==== Source document

Taxon subsampling

Goal

Select a subset of taxa from a larger phylogenetic tree such that it maximizes representation of deep-branching, large clades.

Usage

This protocol was used for selecting 1,000 taxa for testing alternative phylogenetic inference methods, and several other analyses discussed in the article. It may be generally useful for relevant applications.

Summary

The core of this protocol is using the relative evolutionary divergence (RED) metric introduced by Parks, et al. (2018) to order clades. Specifically,

RED = p + (d / u) * (1 - p)

where p = RED of parent node, d = branch length, u = mean distance from parent node to all tips.

Clades (internal nodes and tips) are ordered by RED from low to high, and sequentially added to selection. When a node is selected, its ancestral nodes are dropped from selection (if any). This operation is iterated until given number n clades are selected.

========
==== Dataset extract

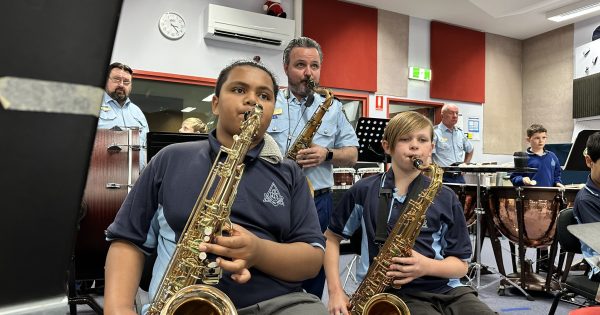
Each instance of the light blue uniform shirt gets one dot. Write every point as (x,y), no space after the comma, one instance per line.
(450,145)
(130,115)
(289,119)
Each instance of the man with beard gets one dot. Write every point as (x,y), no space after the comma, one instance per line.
(334,144)
(117,110)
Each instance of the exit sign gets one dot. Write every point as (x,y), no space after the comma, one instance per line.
(417,73)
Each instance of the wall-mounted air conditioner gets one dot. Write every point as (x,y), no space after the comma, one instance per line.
(250,28)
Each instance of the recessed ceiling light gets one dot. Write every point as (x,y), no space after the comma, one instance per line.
(573,10)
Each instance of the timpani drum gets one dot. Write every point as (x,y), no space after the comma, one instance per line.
(367,171)
(467,195)
(343,178)
(540,211)
(105,191)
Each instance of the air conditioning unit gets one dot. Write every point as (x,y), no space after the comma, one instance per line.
(250,28)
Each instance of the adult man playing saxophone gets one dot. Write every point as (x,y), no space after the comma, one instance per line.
(334,143)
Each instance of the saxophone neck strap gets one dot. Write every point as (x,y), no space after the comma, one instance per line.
(384,206)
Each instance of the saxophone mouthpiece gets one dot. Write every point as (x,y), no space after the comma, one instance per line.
(311,83)
(257,109)
(417,163)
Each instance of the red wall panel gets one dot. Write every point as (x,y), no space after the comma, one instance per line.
(347,34)
(457,63)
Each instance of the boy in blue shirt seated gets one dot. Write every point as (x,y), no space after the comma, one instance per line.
(587,203)
(429,279)
(547,164)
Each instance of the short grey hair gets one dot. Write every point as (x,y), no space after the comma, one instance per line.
(447,106)
(303,42)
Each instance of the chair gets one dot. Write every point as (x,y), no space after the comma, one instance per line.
(573,285)
(352,247)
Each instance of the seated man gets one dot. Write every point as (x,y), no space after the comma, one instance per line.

========

> **Exercise tasks**:
[a] Answer these questions from the taxon subsampling page:
(i) How many taxa did the protocol select for testing alternative phylogenetic inference methods?
(ii) Who introduced the relative evolutionary divergence (RED) metric?
(iii) In what order are clades arranged by RED before they are added to the selection?
[b] Which variables does the RED formula on the taxon subsampling page use, and what does the page say each one stands for?
[c] Could you carry the taxon subsampling page forward, starting after its last sentence?

> **Task-by-task answers**:
[a]
(i) 1,000 taxa.
(ii) Parks, et al. (2018).
(iii) From low to high.

[b]
- p: RED of parent node
- d: branch length
- u: mean distance from parent node to all tips

[c]
Within each selected clade, the following criteria are sequentially applied to further select one taxon:

  1. Number of marker genes is the highest.
  2. Contamination level is the lowest.
  3. DNA quality score is the highest.

The process terminates whenever there is one candidate left. Finally, one taxon is randomly chosen if there are still multiple candidates.

Code

The whole pipeline is provided in taxon_subsampling.ipynb.

In addition, we provide a function calc_length_metrics in tree.py to calculate RED and other metrics, and a script calc_length_metrics.py to perform this calculation from command line.